**Required action:** Whenever a line of the entries below holds the string "shirt", copy that line and return it.

··· Records shown

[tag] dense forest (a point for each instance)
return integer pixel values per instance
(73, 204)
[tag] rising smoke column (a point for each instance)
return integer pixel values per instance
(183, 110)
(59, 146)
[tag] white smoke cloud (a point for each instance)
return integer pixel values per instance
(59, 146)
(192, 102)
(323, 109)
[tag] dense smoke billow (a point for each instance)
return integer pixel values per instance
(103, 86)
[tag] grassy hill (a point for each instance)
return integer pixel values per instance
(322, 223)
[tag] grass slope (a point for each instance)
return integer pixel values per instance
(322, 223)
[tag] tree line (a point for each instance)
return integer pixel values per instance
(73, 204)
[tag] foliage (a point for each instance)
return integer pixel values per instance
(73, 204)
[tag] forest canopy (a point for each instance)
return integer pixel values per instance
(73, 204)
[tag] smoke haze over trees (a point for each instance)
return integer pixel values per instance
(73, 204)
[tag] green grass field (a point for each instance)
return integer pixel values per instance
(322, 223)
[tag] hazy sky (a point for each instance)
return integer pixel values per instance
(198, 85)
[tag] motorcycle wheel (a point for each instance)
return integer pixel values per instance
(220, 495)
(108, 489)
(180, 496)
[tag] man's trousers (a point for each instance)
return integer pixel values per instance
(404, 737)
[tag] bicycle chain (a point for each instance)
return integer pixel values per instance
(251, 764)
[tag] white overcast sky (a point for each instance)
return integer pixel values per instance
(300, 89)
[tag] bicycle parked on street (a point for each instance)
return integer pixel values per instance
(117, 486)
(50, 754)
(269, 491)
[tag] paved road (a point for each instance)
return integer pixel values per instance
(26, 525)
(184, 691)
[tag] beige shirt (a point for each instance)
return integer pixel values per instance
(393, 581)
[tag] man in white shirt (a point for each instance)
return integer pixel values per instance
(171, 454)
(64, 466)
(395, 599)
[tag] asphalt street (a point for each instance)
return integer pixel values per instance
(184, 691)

······

**Task result:**
[tag] beige shirt (a point for each instance)
[tag] man in white shirt (a point for each instance)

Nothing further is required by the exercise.